● Data for the task:

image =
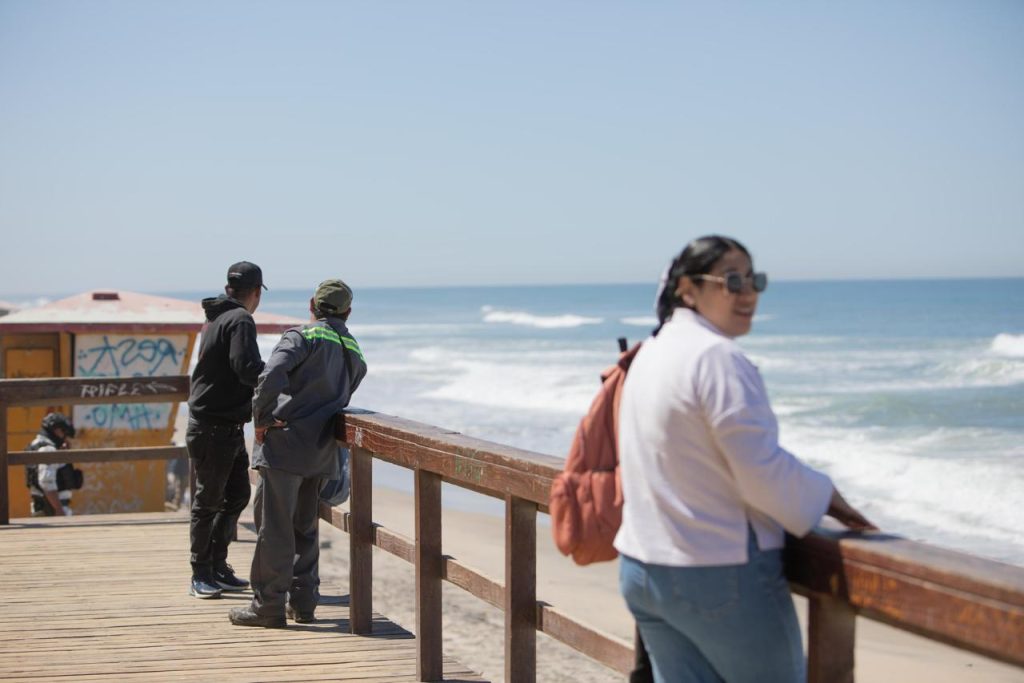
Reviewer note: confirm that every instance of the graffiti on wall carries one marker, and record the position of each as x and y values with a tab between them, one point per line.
127	355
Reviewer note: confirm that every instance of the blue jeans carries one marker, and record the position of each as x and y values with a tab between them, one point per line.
713	624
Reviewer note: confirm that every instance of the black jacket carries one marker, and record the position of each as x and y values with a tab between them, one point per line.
228	365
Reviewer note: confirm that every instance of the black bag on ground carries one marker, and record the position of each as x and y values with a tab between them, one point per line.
69	477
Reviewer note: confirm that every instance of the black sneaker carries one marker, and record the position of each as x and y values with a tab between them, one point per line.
204	589
225	579
246	616
299	616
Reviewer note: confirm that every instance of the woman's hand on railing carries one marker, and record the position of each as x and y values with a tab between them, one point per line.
847	514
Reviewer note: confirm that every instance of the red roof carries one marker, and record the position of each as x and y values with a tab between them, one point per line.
108	310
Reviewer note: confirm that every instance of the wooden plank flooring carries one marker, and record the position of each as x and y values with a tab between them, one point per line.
105	597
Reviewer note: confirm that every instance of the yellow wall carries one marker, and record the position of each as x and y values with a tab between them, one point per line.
126	486
27	355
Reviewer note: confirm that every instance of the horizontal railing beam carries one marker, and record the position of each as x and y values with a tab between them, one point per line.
460	460
966	601
97	455
601	647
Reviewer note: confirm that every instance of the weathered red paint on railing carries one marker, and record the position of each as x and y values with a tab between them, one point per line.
947	596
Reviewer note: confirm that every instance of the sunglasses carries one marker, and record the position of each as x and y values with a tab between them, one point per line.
734	282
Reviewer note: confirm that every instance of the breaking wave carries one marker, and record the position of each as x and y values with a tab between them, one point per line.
492	314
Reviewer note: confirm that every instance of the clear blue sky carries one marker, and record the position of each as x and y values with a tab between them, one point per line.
147	144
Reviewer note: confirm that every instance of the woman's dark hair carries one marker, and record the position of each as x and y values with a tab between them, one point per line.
697	258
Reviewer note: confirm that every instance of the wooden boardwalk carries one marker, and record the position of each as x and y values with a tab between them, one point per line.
105	597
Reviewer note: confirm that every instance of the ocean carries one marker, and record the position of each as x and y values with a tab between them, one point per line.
908	393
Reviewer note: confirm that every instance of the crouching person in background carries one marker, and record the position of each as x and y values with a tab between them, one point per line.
309	378
51	483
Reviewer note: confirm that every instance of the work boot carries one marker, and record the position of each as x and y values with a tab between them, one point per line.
204	588
246	616
299	616
225	579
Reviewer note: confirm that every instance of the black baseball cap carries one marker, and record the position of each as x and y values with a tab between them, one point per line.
245	275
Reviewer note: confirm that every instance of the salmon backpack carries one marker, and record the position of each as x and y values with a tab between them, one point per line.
586	500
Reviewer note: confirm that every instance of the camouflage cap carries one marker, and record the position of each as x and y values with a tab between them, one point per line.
333	297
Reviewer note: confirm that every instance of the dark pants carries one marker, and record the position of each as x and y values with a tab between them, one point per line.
285	564
221	465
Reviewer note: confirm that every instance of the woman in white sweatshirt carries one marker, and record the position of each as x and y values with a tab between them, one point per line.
709	493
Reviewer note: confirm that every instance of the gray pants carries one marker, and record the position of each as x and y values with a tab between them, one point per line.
287	543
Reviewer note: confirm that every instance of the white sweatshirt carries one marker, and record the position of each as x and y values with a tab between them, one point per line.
699	454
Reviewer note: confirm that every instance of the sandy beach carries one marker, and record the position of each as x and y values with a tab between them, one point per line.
473	630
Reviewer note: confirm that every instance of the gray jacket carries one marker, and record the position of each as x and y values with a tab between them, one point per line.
305	383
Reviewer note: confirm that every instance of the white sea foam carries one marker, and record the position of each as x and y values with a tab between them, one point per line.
955	487
1011	346
492	314
400	330
640	321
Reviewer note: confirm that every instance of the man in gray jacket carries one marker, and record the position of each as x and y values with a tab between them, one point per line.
309	378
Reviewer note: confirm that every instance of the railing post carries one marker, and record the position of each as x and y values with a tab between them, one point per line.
830	636
520	590
4	499
360	544
429	664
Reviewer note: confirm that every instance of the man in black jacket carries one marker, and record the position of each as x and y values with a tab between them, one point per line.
219	404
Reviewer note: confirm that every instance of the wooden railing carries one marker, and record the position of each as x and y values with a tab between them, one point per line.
951	597
68	391
958	599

● Work to complete: The data above needs to be retyped exactly, with the images left out.

● Written response:
image =
Reviewer note: confirm that every instance of the graffiti on wall carries one marker, and record the position of each as x and y values with a tab between them, one point per line.
127	355
Reviewer note: confirm that every instance of the blue jeans carries one marker, and record the position of each as x and y values with a tab between them, one point per line.
713	624
Reviewer note: confirm that every instance of the black jacket carries one marker, and record the position of each as x and y values with a tab between them, one point per line.
228	365
Reviewer note: confirm that every instance of the black bag on ground carries one marker, and record the position of each as x and y values with a tab between them, one point per line.
69	477
Reviewer note: confirm that every instance of the black sneaker carries one marker, and record the position of each as x and y values with a tab between them, one point per line.
204	589
225	579
246	616
299	616
Reviewer note: confirm that every instance of the woman's hand on railing carries one marker, and record the position of each as x and y values with a tab between them, one point per line.
847	514
Reviewer note: confirm that every instance of the red roof carries one marker, and record the position of each as x and y values with a tab between them, one point per line.
108	310
Reviewer note: confirm that every instance of the wooden plank flooring carries one marker, and record the position of each as x and y values with a tab between them, one point per line.
105	597
Reviewer note: confirm that every instance of the yellow wall carries one marker, and record the position of each as x and y values with a tab between them, one point per line.
126	486
27	355
Reviewer note: confirm that every instance of the horizontal railing beam carries one marker, and record the position of each as x and y values with a tab between them, one point per line.
460	460
966	601
97	455
601	647
Reviewer note: confirm that every instance of the weathered red paint on railing carries one marker, and record the position of each as x and y values with a tab between them, one point per line.
947	596
Reviewer note: confirm that every instance of the sunglasses carries one marker, and record the position of each as x and y values with a tab between them, one point per line.
734	282
Reviewer note: confirm that every instance of the breaking wave carries one marker, and record the position of each as x and y values with a tab between them, one point per line.
492	314
Reviewer note: confirm that every instance of the clear blue sky carries one marker, and record the position of each as x and y values with a tab between them, one point per line.
147	144
Reviewer note: confirm that every instance of the woman's dark hair carries one marker, and record the position of each as x and y values with a tab between them, one point per line.
697	258
Reviewer note: confirm that every instance of the wooden boardwalk carries one marker, and record the position of each as x and y values with a tab between them, one point per line.
105	597
Reviewer note: confirm that every instance of the ocean carries one marker, and record the position of each as x and y values with a tab between them, one point per line.
908	393
Reviewer note: confirm that every instance of the crouching person in background carries one marker, and record the position of each as x and y values with a tab between them, one point per line.
309	378
51	483
Reviewer note: confirm that every instance of the work boot carries one marker, and record the position of each as x and y values with a tab between them, one point per line.
204	588
246	616
299	616
225	579
Reviewer note: confirm that every instance of the black baseball cap carries one marker, and record the position of each as x and y values with a tab between them, one point per line.
245	275
Reviewer note: confirm that every instance of the salmon backpack carries one marker, and record the position of each as x and y values with a tab between them, one point per line.
586	500
Reviewer note: confirm that every instance of the camouflage cap carries one marker, and record the position of each as x and y values with a tab between them, one point per line.
333	297
Reviewer note: confirm that every instance of the dark pants carries one marker, and record the position of each as x and y values with a tab between them, one point per line.
285	564
221	465
Reviewer note: confirm that every instance of the woman in white sweatshirt carries one marker, and record the position of each as x and y values with a tab between them, one point per line.
709	493
Reviewer note: confirm that every instance of the gray pants carries one marker, and record the position of each as x and y values with a tab between them, one point per line.
287	543
Reviewer note: confirm that every instance of the white sweatshirt carries one marker, and record the position of each as x and y values with a tab between them, one point per line.
699	454
Reviewer note: confirm that every instance of the sandy beach carries one marker, and record the position of each as x and y values with a tab between them, one point per line.
473	630
Reviewer note: confirm that every instance of the gray jacket carries one marker, and record the position of each as x and y values with a tab between them, one point per line.
305	383
Reviewer note: confirm that every instance of the white sea foam carries one marker, and record the position of each as x and y values with a tab between them, one point per line.
955	487
1011	346
492	314
400	330
640	321
Reviewer note: confirm that every instance of the man in gray jacket carries one marker, and record the position of each as x and y values with a tab between them, one point per line.
309	378
Reviewer note: confirm that every instance of the railing post carries one marker, and record the position of each as x and y values with a tab between them, one point per line.
830	636
520	590
4	499
360	544
429	664
Reviewer note: confirm that every instance of the man in black jacket carries one marker, and record the position of each as x and y values with a tab between them, one point per line.
219	404
Reviewer note: confirm that every instance of the wooden railing carries one marker, and record the position of each as x and y values with a tab between them, one point per line.
951	597
68	391
958	599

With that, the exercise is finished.